§ **PROVIDED PASSAGE**

Can You Compare Employees to Inventory?

I won’t discuss this from a moral point of view. I pose this question because I try to provoke new thoughts on lean and foresighted people management.

A Little Theory (bear with me)

A Warehouse with Inventory

A Warehouse with Inventory

Why does a retailer need inventory? To reduce the lead time from the order until the product has reached the customer. You don’t want to wait for the cow to be milked when you go out to buy a yoghurt.

Since inventory invokes costs such as space, management, raw materials, you will want to have an inventory that is always as low as possible. But at the same time not too low because else the customer would need to wait for too long and switch to your competitor. 

The Similarities of Employees and Inventory

At my university, we had a discussion that a mere service provider does not have any inventory costs. In a physical sense – that’s true. But the amount of people you have at any specific point of time has similar characteristics to the amount of inventory:

  • You shouldn’t have too few because you would have customers waiting for outcomes. You shouldn’t have too many due to the costs. You see a similar fluctuation during times of recession in professional service agencies and manufacturers.
  • Better employees deliver a unit of output faster to the customer (those are the closer warehouses), worse or newer employees need more time to deliver a unit of output to the customer (warehouses farther away). The more central a warehouse is located (the better an employee), the more expensive.
  • You can either store the inventory yourself (full-time employees) or you have a supplier who stores it for you (contractors). The first means more bound capital but at the same time it’s reliable and you know exactly what you got and what quality you sell. Secondly, you don’t have a risk of losing your customer to your supplier.

The Difference: Storage Time Improves the Product

The main difference, however, is that physical inventory can not improve while it is being stored. Free time of employees that can’t be billed to a project can be used more effectively – such as the 20% rule of Google. You can improve the knowledge or the creative output of the employee. He will become more productive. 

The down side is that the best employees will most probably be always be fully booked, and thus, can not increase their knowledge since they don’t have any free time to do so. Here’s the difference to the before mentioned Google approach: Google’s rule holds up irrespective of the amount of work that needs to be done. And they have made quite a nice PR effect with that story – even increased their sales due to innovation. While lean people management seems more cost effective in the short-term since you try to reduce non-billable time (see my share price idea in an earlier blog post), the contrary (investing in your core competency: knowledge) may increase the amount of sales and enhance your innovation potential and your image.

§ **EXCERPTED RECORDS**
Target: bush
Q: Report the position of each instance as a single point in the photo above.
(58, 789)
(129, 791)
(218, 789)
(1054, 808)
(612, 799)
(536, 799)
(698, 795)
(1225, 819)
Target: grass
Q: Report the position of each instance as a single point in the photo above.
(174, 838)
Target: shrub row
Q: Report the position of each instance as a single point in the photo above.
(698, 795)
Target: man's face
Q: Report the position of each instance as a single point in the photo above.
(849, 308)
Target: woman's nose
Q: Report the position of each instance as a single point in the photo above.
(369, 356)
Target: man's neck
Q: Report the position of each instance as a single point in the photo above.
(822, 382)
...
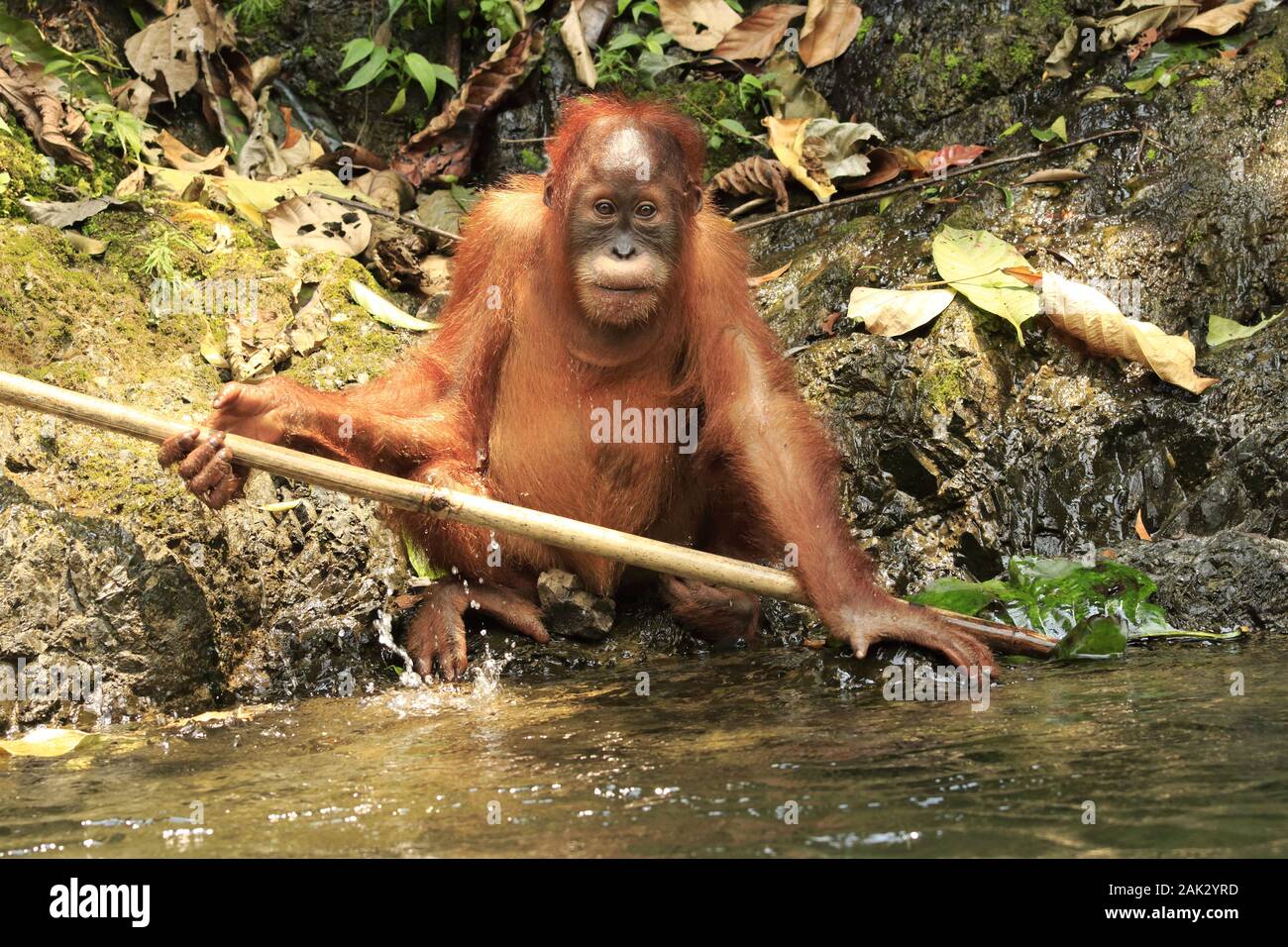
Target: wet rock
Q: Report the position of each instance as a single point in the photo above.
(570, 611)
...
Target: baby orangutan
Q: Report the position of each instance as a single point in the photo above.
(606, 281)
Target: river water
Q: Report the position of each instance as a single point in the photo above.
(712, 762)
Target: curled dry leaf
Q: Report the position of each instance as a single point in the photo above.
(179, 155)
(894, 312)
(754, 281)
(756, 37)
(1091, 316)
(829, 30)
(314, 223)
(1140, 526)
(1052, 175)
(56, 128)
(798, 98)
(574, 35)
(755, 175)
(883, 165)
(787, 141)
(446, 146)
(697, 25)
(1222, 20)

§ **TASK LIST**
- A) Why does a retailer need inventory, according to the post comparing employees to inventory?
- B) Write the next part of the post comparing employees to inventory, starting after its final sentence.
The items above are separate material, unrelated to the post comparing employees to inventory.

§ **TASK-BY-TASK ANSWERS**
- A) To reduce the lead time from the order until the product has reached the customer.

- B)
Concluding, one can say that the every-day management of an employees time (resource management) is equally as important as inventory management is to retailers. Professional service agencies have the advantage over retailers, however, that storage times can be well used with the product improving.



Filed under Knowledge

3 responses to “Can You Compare Employees to Inventory?

  1. Chris,

    The analogy is not particularly useful, but it is amusing. However, there is a people issue that is very worthwhile to understand.

    People have a huge amount of creativity, innovation, productivity, motivation, and commitment, all of which management can choose to take advantage of or not. Most managements don’t even realize that there is a choice to make.

    The difference between turning off this huge potential and turning it on is about 500% per person in terms of productivity. Unfortunately, most managements choose to use the traditional top-down command and control approach to managing people, an approach which turns off most of this huge potential. Choosing the opposite approach, that of bottom-up, turns on most if not all of this huge potential.

    I proved the existence of both cases in my 30+ years of managing people. Besides, choosing the bottom-up approach created a workforce with very high morale who literally loved to come to work.

    Best regards, Ben

  2. capdiver

    Hi Ben,
    thanks a lot for your thoughts and insight. Of course, this comparison has not really been a serious one, but you saw that.
    I had previously not thought about the free time actually being a potential bottom-up time. That’s a very nice perspective you brought into that.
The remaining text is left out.